- [Passage to read]:
The expression “a plurality of” refers to two or more, and the other quantifiers are similar.

In order to make the objects, the technical solutions and the advantages of the present disclosure more apparent, the present disclosure will be described hereinafter in a clear and complete manner in conjunction with the drawings and embodiments. Obviously, the following embodiments merely relate to a part of, rather than all of, the embodiments of the present disclosure, and based on these embodiments, a person skilled in the art may, without any creative effort, obtain the other embodiments, which also fall within the scope of the present disclosure.

At first, some concepts involved in the embodiments of the present disclosure will be described hereinafter.

Playout Buffer

Due to the existence of network jitter, XR video data packets generated periodically by a source end arrives at a UE in a delayed manner, so a video is played by the UE discontinuously, or even interrupted. Through a playout buffer, several XR data packets are stored by the UE before the playing so as to absorb the jitter experienced by the data packets, thereby to compensate for a change in the network delay.

As shown in FIG. 1, the UE playout buffer is a buffer at a UE side for caching data frames before the playing, so as to absorb the network transmission delay. The cached data frames are sorted and played by the UE periodically, so as to ensure the normal playing of the data at the UE side. The XR data source end generates XR video frames at a period of 16.67 ms, and due to the influence of the network jitter on the transmission of the video frames, the video frames arrive at the UE at irregular time intervals, so a disorder of the video frames may occur. The video frames are cached in the playout buffer by the UE, and sorted by the UE in a generation order at the source end, and then the UE plays the video frames within the period generated at the source end, so as to ensure that the video is played properly by the UE.

In an NR system, the UE transmits information to a gNB through an uplink physical channels. As speculated in an NR protocol, the uplink physical channels include a Physical Random Access Channel (PRACH) for initial random access, a Physical Uplink Control Channel (PUCCH) for transmitting Uplink Control Information (UCI), and a Physical Uplink Shared Channel (PUSCH) for transmitting uplink data information.

The RPACH is used for a random access procedure, and configured to transmit a random access preamble sequence.

The PUCCH carries the UCI, feeds back Hybrid Automatic Repeat reQuest acknowledgement (HARQ-ACK) information, indicates whether or not a downlink transmission block has been received correctly, reports Channel State Information (CSI), and requests an uplink resource in the case that uplink data arrives.

The PUSCH is used to transmit uplink service data, and carry the UCI.

An object of the present disclosure is to provide an information feedback method, so as to solve the problem in the related art where the XR capacity is limited.

- [Data entries]:
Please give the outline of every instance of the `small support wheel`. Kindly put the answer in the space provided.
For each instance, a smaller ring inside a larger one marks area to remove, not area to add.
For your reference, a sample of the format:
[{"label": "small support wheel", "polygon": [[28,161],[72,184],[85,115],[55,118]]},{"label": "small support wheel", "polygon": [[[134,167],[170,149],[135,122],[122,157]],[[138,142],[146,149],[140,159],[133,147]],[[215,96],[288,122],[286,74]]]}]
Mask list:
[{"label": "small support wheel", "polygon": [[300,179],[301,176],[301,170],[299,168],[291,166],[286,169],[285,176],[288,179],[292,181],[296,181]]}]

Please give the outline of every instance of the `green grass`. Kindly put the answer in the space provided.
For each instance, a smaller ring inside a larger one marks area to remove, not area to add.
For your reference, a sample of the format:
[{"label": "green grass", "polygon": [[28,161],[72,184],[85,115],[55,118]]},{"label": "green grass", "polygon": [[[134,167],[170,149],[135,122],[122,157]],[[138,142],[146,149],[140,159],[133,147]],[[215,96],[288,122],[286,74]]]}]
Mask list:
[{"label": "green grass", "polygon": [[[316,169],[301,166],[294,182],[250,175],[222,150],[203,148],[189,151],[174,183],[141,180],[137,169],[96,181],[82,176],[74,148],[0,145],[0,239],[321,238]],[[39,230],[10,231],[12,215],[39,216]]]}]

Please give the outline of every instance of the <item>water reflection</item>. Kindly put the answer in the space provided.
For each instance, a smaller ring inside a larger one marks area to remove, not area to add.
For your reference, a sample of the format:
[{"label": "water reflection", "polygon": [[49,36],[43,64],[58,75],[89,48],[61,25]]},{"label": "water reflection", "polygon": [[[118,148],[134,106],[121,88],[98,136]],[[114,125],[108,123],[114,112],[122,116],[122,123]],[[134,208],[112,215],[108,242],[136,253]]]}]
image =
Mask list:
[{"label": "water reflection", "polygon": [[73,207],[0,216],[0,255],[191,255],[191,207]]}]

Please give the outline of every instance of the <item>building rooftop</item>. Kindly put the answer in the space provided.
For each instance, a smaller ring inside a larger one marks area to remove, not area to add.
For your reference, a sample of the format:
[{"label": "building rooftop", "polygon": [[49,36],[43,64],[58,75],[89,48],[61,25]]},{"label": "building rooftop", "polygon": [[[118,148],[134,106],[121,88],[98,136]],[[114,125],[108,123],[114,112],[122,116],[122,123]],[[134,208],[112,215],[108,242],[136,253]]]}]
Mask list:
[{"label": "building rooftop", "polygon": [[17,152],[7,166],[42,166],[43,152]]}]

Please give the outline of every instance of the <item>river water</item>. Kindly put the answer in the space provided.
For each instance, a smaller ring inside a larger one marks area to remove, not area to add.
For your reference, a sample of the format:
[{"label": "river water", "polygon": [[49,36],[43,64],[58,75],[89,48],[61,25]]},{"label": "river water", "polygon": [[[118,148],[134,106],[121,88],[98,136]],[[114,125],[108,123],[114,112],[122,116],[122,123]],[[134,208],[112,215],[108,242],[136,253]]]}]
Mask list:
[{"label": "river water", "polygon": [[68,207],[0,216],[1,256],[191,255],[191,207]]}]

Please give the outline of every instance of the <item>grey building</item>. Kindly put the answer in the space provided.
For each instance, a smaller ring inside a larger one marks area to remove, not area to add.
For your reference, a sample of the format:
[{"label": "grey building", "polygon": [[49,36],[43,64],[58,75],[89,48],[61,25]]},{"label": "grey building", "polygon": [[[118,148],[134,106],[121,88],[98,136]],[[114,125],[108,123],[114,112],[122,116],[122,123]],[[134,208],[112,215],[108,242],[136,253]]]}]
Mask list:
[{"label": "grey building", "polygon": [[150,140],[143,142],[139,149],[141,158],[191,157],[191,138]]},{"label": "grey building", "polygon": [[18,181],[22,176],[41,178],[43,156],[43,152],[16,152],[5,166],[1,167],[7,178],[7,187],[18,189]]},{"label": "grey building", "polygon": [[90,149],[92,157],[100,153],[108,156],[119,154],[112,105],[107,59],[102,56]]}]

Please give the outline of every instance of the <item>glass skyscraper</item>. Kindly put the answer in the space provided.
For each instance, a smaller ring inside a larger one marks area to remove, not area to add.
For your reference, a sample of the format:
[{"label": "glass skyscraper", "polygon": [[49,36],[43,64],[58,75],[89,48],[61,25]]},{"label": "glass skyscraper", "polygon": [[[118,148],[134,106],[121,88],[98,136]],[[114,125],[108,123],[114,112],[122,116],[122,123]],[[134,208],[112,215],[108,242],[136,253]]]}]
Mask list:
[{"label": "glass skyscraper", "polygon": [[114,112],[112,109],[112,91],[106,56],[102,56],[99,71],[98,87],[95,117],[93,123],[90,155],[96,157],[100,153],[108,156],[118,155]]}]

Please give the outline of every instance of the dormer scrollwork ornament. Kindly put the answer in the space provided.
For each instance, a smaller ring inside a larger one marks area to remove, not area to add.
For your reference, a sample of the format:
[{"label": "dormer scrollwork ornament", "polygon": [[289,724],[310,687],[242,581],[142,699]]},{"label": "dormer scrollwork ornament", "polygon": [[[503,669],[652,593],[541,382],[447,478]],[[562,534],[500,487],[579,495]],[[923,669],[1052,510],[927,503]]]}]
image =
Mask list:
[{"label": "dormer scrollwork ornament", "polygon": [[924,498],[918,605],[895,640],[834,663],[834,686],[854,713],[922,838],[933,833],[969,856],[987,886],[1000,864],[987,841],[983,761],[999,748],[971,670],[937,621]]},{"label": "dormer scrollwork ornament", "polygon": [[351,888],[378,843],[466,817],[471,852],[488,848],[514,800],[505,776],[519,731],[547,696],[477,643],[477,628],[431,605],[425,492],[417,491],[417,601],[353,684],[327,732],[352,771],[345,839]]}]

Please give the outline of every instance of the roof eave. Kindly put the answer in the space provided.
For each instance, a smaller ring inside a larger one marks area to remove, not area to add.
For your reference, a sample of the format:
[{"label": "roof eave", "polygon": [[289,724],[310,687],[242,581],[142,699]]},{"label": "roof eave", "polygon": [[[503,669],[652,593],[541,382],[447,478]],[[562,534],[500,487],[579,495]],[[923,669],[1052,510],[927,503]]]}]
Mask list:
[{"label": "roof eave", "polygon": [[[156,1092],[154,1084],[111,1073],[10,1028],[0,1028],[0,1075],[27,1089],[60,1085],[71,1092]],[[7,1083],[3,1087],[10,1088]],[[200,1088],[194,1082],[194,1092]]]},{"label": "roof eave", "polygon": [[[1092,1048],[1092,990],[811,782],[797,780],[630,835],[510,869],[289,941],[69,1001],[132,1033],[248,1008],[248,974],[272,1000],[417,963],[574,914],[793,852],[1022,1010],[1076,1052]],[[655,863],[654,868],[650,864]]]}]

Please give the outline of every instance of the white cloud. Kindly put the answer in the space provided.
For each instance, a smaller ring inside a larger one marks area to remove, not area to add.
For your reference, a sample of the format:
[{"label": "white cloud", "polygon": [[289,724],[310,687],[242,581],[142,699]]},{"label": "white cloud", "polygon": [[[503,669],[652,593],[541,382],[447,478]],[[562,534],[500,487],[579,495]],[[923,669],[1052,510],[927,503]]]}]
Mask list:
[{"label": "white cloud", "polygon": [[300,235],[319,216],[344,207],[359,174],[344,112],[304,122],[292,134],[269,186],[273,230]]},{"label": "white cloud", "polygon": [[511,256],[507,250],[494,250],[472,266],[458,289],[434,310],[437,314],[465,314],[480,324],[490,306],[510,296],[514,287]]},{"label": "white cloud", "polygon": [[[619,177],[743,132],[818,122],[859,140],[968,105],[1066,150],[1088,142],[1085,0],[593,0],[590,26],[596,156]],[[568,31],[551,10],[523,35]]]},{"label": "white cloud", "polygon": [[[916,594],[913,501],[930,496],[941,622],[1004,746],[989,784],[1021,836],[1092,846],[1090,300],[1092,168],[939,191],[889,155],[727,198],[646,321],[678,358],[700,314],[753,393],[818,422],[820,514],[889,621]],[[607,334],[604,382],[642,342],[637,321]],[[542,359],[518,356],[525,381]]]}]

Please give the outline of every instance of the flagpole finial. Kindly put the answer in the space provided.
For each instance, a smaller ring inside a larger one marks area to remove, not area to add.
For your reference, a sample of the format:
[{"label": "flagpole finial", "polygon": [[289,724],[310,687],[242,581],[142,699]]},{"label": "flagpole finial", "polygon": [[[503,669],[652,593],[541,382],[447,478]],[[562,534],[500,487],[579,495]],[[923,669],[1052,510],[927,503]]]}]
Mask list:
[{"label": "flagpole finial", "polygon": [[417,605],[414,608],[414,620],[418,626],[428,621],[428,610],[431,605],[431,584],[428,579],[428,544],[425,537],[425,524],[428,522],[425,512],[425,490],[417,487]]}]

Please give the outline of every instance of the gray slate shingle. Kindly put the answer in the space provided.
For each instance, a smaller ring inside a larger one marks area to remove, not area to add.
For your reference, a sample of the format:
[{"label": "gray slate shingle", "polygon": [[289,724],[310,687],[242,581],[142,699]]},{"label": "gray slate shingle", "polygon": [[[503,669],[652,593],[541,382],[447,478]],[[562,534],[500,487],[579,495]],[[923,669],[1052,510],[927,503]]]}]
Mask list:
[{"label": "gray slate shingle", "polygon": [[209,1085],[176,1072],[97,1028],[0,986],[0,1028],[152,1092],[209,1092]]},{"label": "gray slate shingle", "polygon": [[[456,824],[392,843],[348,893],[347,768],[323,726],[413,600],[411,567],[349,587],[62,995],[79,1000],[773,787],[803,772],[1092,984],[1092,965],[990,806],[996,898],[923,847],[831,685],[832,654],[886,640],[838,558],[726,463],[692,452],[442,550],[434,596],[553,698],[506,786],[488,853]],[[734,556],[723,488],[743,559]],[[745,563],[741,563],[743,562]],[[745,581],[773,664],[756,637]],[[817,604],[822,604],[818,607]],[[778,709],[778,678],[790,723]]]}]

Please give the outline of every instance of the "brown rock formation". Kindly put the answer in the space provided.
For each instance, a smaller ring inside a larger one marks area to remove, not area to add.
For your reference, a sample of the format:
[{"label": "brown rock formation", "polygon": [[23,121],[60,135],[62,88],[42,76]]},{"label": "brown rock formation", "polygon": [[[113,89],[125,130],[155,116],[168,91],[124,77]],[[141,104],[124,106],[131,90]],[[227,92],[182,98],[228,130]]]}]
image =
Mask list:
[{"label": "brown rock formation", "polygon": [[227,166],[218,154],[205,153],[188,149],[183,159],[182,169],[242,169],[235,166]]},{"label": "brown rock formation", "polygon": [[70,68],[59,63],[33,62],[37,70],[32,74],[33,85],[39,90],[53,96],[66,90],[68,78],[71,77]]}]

- [Work instructions]:
Please continue the passage on XR playout buffers and uplink channels from where it stops. The records have no connection to the passage on XR playout buffers and uplink channels.

- [Response to this task]:
As shown in FIG. 2, the present disclosure provides in some embodiments an information feedback method, which includes the following steps.

• • Step 21: determining, by a UE, XR-service-related information, the XR-service-related information including UE-playout-buffer-related information.

Optionally, the determining the XR-service-related information includes: determining the XR-service-related information in accordance with statistics of historical data; or determining the XR-service-related information through prediction using a target model. When the XR-service-related information is determined in accordance with the statistics of historical data, the XR-service-related information is obtained through counting the statistics of historical data within a long time period or a short time period. When the XR-service-related information is predicted using the target model, the target model is an Artificial Intelligence (AI) model, i.e., the UE predicts the playout-buffer-related information in accordance with the AI model.

The XR-service-related information includes the UE-playout-buffer-related information. Optionally, the UE adaptively adjusts a size of a playout buffer in accordance with the determined XR-service-related information (e.g., the UE playout buffer). To be specific, XR data frames are cached in the UE playout buffer, so as to absorb a network jitter delay. However, the jitter delay is variable. In order to effectively prevent the influence caused by the jitter, the size of the playout buffer should match the jitter, i.e., it is necessary to adaptively adjust the size of the playout buffer.

The UE may adjust the size of the playout buffer in accordance with prediction information generated by the AI model. The prediction information is information which is predicted by the UE in accordance with the AI model and which affects the size of the playout buffer, and it includes an absolute value of the size of the playout buffer, or a change in the size of the playout buffer, or a predicted jitter delay value. The UE adaptively adjusts the size of the playout buffer in accordance with the prediction information.

• • Step 22: transmitting, by the UE, the XR-service-related information to a network device.

After determining the XR-service-related information, the UE reports the XR-service-related information to the network device. Upon the receipt of the XR-service-related information, the network device performs scheduling optimization and resource allocation optimization in accordance with the XR-service-related information.

In the embodiments of the present disclosure, the UE transmits the XR-service-related information to the network device, and the network device performs the scheduling optimization in accordance with the XR-service-related information, so as to increase the XR capacity. When the network device, e.g., a gNB, knows the size of the UE playout buffer, the gNB may have an additional Packet Delay Budget (PDB), and thus the gNB is provided with more time to schedule the UE, so it is able to increase the XR capacity. In the embodiments of the present disclosure, the XR capacity refers to the quantity of UEs supporting an XR service in a cell. In a possible embodiment of the present disclosure, the XR capacity is defined as a maximum quantity of UEs in the cell when the quantity of UEs in the cell meeting a requirement is greater than a predetermined value (e.g., 90%). The UE meeting the requirement refers to a UE for which X % (e.g., 99%) of the data packets are transmitted successfully within the PDB. When the gNB knows the size of the UE playout buffer, it is able to relax the requirement on the PDB, and based on the definition on the XR capacity, it is also able to improve the XR capacity.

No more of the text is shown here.